_Extracted material:_

---

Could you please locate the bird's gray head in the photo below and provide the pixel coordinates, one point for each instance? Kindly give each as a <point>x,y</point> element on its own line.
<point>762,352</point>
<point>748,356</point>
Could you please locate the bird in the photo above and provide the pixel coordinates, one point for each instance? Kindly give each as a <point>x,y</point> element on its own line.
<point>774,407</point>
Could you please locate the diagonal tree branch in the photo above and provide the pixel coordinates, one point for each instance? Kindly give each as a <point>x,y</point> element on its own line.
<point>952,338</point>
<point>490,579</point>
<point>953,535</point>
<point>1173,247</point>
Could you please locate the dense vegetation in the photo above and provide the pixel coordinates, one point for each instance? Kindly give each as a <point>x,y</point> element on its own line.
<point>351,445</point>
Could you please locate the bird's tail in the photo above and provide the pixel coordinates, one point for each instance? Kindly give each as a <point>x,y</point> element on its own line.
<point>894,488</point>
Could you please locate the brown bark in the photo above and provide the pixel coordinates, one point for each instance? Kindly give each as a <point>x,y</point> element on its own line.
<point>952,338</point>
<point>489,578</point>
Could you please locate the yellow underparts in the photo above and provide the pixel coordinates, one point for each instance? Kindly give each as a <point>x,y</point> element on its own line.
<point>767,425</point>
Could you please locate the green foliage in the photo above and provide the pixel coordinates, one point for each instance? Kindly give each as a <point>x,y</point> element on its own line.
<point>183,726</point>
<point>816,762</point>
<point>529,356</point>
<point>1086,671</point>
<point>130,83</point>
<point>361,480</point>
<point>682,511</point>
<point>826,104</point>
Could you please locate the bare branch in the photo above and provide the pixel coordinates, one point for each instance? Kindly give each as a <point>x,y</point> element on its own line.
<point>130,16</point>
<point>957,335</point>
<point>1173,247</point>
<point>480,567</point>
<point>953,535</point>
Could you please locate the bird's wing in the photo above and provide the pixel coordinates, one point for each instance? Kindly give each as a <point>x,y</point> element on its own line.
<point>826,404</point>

---

_Instructions for the task:_ Write the listing out again, word for word.

_Exercise solution:_
Could you please locate the bird's gray head in the photo below and provide the pixel coordinates, one point for each instance? Kindly give each as a <point>x,y</point> element on its own line.
<point>762,352</point>
<point>748,356</point>
Could you please locate the bird in the photo above and provide the pixel coordinates, one point for each instance? Kindly give each as a <point>x,y</point> element on its own line.
<point>774,407</point>
Could you please locate the diagonal tree branch in the photo above and provide the pixel coordinates, one point for each instance? Kindly give each as a <point>x,y</point> element on its own line.
<point>952,338</point>
<point>490,579</point>
<point>953,535</point>
<point>1173,247</point>
Could you please locate the dense vegetation in the photo above and provide the pixel coordinates, one point for each instance? Kindly give each as a <point>x,y</point> element on its own line.
<point>351,445</point>
Could you please locate the bird's tail in the photo above and provide the pixel coordinates, one point for each instance? Kindly give each as a <point>x,y</point> element on its own line.
<point>894,488</point>
Could you please locate the brown bark in the photo above and provide the pixel coordinates, one point for each instance? Kindly give each as a <point>x,y</point> element on its own line.
<point>952,338</point>
<point>489,578</point>
Could you please locate the yellow underparts in the photo above and provide the pixel coordinates, one point for each instance? Kindly give each as a <point>x,y</point> element on its own line.
<point>767,425</point>
Could you please locate the green foliage in the photo above and provide the pixel coordinates, one point for each instance? Kindly give each as a <point>x,y</point> element on its own line.
<point>183,726</point>
<point>816,762</point>
<point>529,356</point>
<point>1086,671</point>
<point>130,83</point>
<point>361,480</point>
<point>682,511</point>
<point>826,104</point>
Could you please locate the bare branch in the photo above and provide the pixel coordinates, one point for each instance? Kindly give each as a <point>x,y</point> element on its own line.
<point>130,16</point>
<point>957,335</point>
<point>1173,247</point>
<point>480,567</point>
<point>953,535</point>
Could you please locate the bird's wing in the photo above and provide the pixel coordinates, one point for each instance? Kindly give each as a <point>x,y</point> element on its own line.
<point>826,404</point>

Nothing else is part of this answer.